◆ SHORT EXERCISE:
Collect every line of the entries that contains the string "goalkeeper".

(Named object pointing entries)
-- Begin --

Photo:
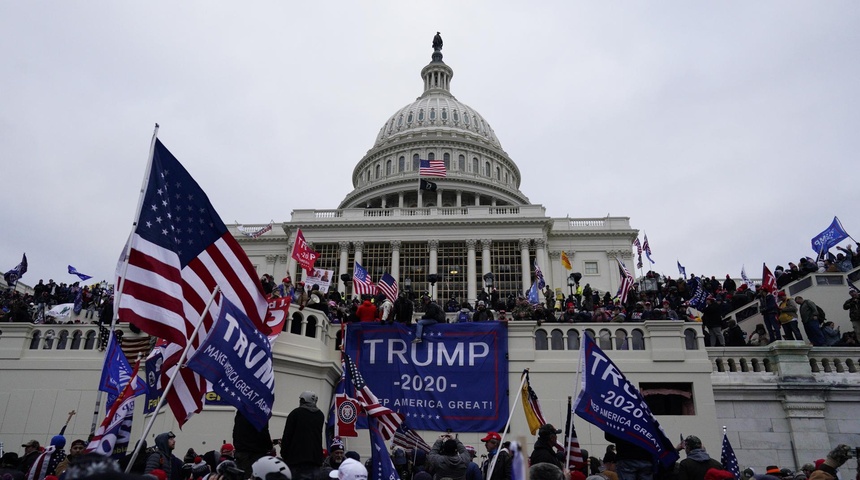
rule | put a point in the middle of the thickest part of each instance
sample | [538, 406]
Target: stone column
[524, 263]
[342, 266]
[395, 260]
[433, 246]
[471, 273]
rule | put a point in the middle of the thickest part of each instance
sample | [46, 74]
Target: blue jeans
[634, 470]
[424, 322]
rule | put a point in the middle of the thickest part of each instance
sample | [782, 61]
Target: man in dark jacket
[543, 451]
[301, 443]
[697, 463]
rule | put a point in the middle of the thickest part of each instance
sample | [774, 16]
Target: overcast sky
[726, 131]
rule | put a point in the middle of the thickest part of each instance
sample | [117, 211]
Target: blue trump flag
[829, 238]
[457, 378]
[116, 373]
[237, 359]
[609, 401]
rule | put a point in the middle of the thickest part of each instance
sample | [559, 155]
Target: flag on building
[539, 276]
[612, 403]
[427, 185]
[571, 442]
[410, 440]
[303, 254]
[361, 282]
[647, 248]
[627, 281]
[728, 458]
[388, 285]
[381, 465]
[179, 251]
[829, 238]
[74, 271]
[13, 275]
[236, 358]
[531, 405]
[565, 261]
[388, 420]
[113, 436]
[116, 373]
[431, 168]
[681, 270]
[768, 280]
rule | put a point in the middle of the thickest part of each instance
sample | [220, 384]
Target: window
[669, 398]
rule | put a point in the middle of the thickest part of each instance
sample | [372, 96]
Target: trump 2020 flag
[74, 271]
[612, 403]
[237, 359]
[831, 236]
[116, 373]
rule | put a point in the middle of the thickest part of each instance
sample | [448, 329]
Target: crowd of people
[254, 455]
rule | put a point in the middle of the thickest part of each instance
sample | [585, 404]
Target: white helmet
[270, 468]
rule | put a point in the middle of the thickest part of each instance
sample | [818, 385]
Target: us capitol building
[785, 404]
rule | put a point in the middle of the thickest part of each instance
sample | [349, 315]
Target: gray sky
[724, 130]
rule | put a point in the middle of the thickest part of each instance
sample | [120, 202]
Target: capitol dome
[436, 126]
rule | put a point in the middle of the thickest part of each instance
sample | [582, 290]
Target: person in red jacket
[366, 311]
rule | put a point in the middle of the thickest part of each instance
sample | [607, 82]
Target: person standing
[301, 443]
[811, 322]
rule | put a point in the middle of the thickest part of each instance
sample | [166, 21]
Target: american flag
[361, 282]
[409, 440]
[627, 281]
[728, 458]
[431, 168]
[647, 248]
[388, 285]
[388, 420]
[179, 251]
[572, 449]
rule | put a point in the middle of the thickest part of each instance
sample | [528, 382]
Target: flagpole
[507, 425]
[118, 292]
[172, 379]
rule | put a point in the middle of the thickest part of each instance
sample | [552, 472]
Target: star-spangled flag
[728, 458]
[380, 460]
[179, 251]
[74, 271]
[647, 248]
[389, 421]
[431, 168]
[612, 403]
[388, 285]
[539, 276]
[361, 282]
[13, 275]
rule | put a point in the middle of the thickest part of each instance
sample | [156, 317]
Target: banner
[612, 403]
[237, 359]
[457, 378]
[829, 238]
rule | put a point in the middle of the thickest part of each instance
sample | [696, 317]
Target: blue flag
[116, 373]
[829, 238]
[74, 271]
[237, 359]
[381, 466]
[728, 458]
[612, 403]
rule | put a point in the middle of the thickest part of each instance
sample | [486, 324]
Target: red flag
[303, 254]
[768, 281]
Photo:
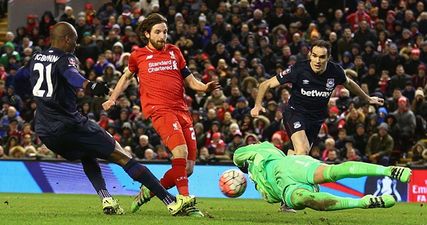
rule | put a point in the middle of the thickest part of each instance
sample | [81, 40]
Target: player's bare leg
[144, 195]
[143, 175]
[300, 143]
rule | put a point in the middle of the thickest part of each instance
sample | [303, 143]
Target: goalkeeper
[293, 179]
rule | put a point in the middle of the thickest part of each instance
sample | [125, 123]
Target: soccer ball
[232, 183]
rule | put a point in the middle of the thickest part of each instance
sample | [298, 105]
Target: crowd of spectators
[382, 45]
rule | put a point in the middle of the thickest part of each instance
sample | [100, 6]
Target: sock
[354, 170]
[179, 174]
[167, 181]
[94, 174]
[143, 175]
[322, 201]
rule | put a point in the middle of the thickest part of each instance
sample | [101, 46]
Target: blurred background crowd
[381, 44]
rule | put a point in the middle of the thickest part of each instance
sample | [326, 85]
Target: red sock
[180, 175]
[167, 181]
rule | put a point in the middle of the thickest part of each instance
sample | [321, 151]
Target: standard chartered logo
[316, 93]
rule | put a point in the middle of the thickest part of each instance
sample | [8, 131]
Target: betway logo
[316, 93]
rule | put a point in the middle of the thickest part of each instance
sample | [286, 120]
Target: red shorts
[176, 128]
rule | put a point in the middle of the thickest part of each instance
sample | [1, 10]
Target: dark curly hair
[147, 24]
[322, 44]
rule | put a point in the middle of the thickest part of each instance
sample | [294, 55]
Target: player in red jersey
[162, 74]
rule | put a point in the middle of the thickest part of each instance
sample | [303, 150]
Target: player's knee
[189, 170]
[302, 149]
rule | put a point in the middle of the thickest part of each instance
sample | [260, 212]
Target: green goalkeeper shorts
[300, 171]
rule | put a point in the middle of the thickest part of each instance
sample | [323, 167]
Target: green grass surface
[86, 209]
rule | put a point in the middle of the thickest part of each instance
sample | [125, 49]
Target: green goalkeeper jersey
[274, 173]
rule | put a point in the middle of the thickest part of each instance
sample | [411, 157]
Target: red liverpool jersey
[161, 84]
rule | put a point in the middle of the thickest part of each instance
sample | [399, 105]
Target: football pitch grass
[86, 209]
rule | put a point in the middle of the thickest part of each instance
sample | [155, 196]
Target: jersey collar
[153, 50]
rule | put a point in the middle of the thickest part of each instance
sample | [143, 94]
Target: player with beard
[63, 129]
[313, 82]
[162, 74]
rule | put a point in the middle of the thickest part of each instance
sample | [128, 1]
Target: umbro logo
[172, 54]
[175, 126]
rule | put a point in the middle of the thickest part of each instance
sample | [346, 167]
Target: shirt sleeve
[181, 60]
[69, 65]
[341, 77]
[288, 75]
[133, 65]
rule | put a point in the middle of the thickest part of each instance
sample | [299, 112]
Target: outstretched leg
[94, 174]
[302, 198]
[331, 173]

-- End --

◆ ANSWER TO THIS EXERCISE:
Target: goalkeeper
Target: green goalkeeper shorts
Target: green goalkeeper jersey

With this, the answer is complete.